_What the exercise asks_
Reproduce every line of the entries from the line containing "Traffic camera module — count and localize every eave" through the line containing "(0, 88), (121, 132)", both included and requests kept, changing only the box coordinates in the answers (not the numbers in the requests or their format samples). Multiply those coordinates by 1.25 and round each to a whole number, with halves rounded up.

_Source records_
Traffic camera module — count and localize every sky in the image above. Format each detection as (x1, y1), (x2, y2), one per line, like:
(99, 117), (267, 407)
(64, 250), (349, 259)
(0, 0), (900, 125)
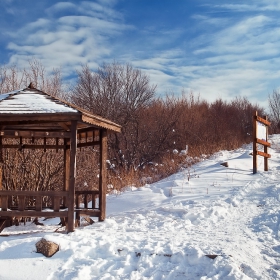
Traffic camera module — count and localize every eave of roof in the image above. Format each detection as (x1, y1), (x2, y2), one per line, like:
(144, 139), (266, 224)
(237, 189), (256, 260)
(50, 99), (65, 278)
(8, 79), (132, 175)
(0, 88), (121, 132)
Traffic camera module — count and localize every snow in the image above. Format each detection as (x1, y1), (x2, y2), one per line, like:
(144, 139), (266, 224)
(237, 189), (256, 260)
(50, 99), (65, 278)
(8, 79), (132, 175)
(0, 135), (280, 280)
(0, 89), (78, 114)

_Exercise output_
Traffic camera module — count and localize every eave of roof in the image above. Format each detection as (x1, y1), (x2, y2), one per line, like:
(144, 139), (266, 224)
(237, 189), (256, 260)
(50, 99), (65, 278)
(8, 79), (132, 175)
(0, 110), (151, 165)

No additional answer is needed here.